### What is being asked
Everything from the line that contains "white teeth, a" through the final line of the records should be written out exactly, and nothing outside that span.

### Source records
=-=-=-=-=

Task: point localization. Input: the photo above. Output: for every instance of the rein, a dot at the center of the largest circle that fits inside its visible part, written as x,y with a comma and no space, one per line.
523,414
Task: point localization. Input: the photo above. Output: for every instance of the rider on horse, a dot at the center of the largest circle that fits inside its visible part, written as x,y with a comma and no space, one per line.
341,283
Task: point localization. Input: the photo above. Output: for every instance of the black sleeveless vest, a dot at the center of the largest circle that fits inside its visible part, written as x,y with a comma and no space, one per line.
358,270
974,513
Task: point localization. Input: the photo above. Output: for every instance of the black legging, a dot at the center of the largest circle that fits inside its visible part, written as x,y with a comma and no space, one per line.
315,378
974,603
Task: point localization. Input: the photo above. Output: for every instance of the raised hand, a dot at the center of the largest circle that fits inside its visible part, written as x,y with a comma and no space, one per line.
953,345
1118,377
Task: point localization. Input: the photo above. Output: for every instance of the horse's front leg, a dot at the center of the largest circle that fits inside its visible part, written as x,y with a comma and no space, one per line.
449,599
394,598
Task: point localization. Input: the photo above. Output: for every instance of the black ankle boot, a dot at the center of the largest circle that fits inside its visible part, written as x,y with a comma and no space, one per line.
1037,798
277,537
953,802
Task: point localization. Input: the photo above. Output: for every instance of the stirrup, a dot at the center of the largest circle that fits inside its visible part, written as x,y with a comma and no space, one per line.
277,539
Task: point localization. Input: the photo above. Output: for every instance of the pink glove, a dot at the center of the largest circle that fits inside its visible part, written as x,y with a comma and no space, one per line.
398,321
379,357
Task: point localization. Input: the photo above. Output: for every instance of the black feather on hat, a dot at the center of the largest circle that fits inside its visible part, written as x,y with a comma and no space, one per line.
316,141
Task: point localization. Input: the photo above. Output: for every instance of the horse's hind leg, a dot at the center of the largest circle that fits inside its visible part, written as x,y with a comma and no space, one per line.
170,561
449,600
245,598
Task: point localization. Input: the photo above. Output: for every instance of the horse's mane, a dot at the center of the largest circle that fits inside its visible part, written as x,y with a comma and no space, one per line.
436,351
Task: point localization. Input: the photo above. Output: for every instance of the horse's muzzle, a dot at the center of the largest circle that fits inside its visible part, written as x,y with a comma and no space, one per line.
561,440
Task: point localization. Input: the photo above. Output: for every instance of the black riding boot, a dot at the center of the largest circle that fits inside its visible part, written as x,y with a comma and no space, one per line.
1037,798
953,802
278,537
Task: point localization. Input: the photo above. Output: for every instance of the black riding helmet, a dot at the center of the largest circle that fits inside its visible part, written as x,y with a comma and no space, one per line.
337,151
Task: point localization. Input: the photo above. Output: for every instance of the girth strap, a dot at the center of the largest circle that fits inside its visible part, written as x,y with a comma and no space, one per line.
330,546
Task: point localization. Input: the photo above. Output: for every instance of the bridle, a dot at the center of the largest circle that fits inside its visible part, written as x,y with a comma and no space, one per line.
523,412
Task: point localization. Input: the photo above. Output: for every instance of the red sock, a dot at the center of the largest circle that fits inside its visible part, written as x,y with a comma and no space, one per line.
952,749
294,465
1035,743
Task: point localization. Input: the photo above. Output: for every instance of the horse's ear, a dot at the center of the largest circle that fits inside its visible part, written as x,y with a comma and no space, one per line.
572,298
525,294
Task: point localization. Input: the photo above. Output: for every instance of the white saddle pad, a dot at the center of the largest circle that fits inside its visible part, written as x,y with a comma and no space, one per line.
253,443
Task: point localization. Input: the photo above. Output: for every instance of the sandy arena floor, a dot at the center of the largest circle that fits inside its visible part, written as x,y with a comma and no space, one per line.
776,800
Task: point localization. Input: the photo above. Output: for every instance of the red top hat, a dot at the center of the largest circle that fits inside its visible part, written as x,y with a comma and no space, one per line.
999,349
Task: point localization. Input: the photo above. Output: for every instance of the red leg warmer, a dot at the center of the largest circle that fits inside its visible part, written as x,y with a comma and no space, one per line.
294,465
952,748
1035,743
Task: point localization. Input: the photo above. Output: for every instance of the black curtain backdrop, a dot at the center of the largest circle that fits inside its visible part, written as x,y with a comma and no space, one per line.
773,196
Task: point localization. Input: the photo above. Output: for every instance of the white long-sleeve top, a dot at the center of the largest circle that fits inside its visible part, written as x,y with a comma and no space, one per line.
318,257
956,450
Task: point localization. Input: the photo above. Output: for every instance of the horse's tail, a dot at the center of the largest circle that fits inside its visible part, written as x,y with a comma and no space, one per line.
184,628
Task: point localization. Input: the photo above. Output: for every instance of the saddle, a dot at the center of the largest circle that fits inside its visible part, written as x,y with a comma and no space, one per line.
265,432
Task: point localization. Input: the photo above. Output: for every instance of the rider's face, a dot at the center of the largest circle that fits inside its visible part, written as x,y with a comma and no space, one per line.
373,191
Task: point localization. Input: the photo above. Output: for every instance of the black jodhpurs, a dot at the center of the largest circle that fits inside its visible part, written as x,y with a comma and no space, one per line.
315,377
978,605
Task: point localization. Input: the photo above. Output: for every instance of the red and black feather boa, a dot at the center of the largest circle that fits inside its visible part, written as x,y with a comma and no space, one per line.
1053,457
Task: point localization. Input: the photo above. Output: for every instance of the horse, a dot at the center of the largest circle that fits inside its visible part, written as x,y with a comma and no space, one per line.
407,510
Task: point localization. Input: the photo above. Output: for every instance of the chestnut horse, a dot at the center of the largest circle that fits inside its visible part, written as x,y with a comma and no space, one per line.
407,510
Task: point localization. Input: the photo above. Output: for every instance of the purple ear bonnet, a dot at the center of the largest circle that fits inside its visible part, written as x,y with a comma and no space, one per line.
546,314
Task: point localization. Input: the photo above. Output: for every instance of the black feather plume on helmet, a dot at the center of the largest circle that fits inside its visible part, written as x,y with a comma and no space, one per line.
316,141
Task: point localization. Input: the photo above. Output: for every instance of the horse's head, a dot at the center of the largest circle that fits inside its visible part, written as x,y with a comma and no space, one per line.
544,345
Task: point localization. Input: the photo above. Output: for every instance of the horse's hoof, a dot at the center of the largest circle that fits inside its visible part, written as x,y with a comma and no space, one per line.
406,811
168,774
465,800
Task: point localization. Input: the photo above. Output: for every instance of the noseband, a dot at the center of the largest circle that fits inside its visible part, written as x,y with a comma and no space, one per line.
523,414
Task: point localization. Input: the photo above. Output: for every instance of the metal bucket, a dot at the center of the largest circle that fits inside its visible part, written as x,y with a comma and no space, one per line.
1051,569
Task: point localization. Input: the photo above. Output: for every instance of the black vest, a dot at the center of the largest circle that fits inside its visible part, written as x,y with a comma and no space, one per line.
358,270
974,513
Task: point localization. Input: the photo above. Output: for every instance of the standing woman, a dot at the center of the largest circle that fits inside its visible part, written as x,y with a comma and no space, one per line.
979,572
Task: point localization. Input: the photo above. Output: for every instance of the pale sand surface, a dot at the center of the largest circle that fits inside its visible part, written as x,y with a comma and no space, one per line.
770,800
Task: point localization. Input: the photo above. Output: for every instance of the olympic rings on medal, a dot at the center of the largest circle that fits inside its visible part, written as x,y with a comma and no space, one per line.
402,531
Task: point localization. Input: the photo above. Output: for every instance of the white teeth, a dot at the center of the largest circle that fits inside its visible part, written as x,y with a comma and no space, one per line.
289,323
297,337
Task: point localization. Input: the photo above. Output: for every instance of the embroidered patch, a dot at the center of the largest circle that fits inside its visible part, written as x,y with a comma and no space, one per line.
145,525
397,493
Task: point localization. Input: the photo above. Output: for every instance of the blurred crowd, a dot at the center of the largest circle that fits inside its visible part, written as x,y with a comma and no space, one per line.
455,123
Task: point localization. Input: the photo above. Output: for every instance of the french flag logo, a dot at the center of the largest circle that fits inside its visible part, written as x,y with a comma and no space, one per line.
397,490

=-=-=-=-=

### The reply
Task: point localization. Input: the photo above. Output: for every instance of the white teeth, a dot at the center of the largest circle that fits inside its visible part, written as x,y with a comma and no space, one per line.
289,323
297,337
Task: point localization. Input: the photo above. Output: for every instance of the embroidered patch, a dot at the center of the largest circle that fits inside its visible part, written as x,y with a comma and no space, one per line.
145,525
397,493
Task: point localization. Input: the photo above. Output: for every instance of the blurred crowd, a dot at the center of the largest circle that fits inside its visible part, written as x,y with a comma and no space, one per line.
455,123
Task: point localization. Input: the photo above. Output: for every instance of the french flag logo, a dot at the center of the largest circle that fits inside its visible part, written as x,y with a comma and no space, one per line.
397,490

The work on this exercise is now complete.